- [YOUR TASK] Please switch each "thickest part" in the material below to "widest part" and reproduce every other line unchanged.

[Data records]

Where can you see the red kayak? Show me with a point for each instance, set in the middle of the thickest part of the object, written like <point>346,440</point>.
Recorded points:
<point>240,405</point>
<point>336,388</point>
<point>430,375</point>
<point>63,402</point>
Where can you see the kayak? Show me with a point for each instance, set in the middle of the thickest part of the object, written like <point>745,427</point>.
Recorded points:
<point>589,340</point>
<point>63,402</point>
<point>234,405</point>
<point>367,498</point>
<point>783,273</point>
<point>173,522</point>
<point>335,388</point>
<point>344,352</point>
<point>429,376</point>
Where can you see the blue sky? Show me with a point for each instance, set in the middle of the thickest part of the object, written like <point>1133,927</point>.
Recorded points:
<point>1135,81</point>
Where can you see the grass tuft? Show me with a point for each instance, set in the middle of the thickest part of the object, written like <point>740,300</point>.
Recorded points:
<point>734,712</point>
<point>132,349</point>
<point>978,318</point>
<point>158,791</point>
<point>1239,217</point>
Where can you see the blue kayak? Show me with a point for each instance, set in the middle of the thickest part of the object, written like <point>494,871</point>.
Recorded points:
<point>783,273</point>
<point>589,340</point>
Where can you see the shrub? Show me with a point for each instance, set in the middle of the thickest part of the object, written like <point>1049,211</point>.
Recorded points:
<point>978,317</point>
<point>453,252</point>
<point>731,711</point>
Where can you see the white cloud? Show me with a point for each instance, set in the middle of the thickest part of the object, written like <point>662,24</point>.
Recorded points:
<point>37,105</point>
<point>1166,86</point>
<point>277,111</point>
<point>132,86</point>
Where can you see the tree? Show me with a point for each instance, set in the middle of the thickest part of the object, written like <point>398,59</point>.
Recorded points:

- [SOLUTION TO THE EXERCISE]
Where can you see the red kayak? Show me with a point for each instance, set in the middle of the widest part of the object, written like <point>346,440</point>.
Recorded points:
<point>240,405</point>
<point>336,388</point>
<point>430,375</point>
<point>63,402</point>
Where can you see the kayak? Show me with a point for each instance, set in the middle of the widest part of the object, written like <point>745,427</point>.
Recorded points:
<point>589,340</point>
<point>63,402</point>
<point>234,405</point>
<point>367,498</point>
<point>783,273</point>
<point>173,522</point>
<point>335,388</point>
<point>344,352</point>
<point>429,376</point>
Where can you see the blue sky? Show me with a point for each instance, set in the middle of the widest part of the object, written like <point>1133,927</point>.
Recorded points:
<point>1135,81</point>
Where can you see the grass tuft? Show me with a point for each instance, set in the middle of the widest part of the object, written like <point>740,300</point>.
Recorded points:
<point>734,712</point>
<point>132,349</point>
<point>978,318</point>
<point>158,791</point>
<point>1239,217</point>
Where can you see the blue kayak? Show me with a point for each instance, set in the middle of the widest part of the object, written like <point>494,871</point>.
Recorded points:
<point>783,273</point>
<point>589,340</point>
Where can you see the shrub? Show me with a point for each instance, set in the middle of the widest part of the object, written like <point>1049,211</point>.
Recorded points:
<point>978,317</point>
<point>453,252</point>
<point>731,711</point>
Where can you see the white cloud? Show me with a point for each instance, set in the middle of the widest part of the object, written like <point>662,24</point>.
Recorded points:
<point>37,105</point>
<point>1166,86</point>
<point>277,111</point>
<point>132,86</point>
Where can you see the tree? Show me with a point for each instance, set in the middle of the widest part of the object, written like <point>398,59</point>.
Recorded points:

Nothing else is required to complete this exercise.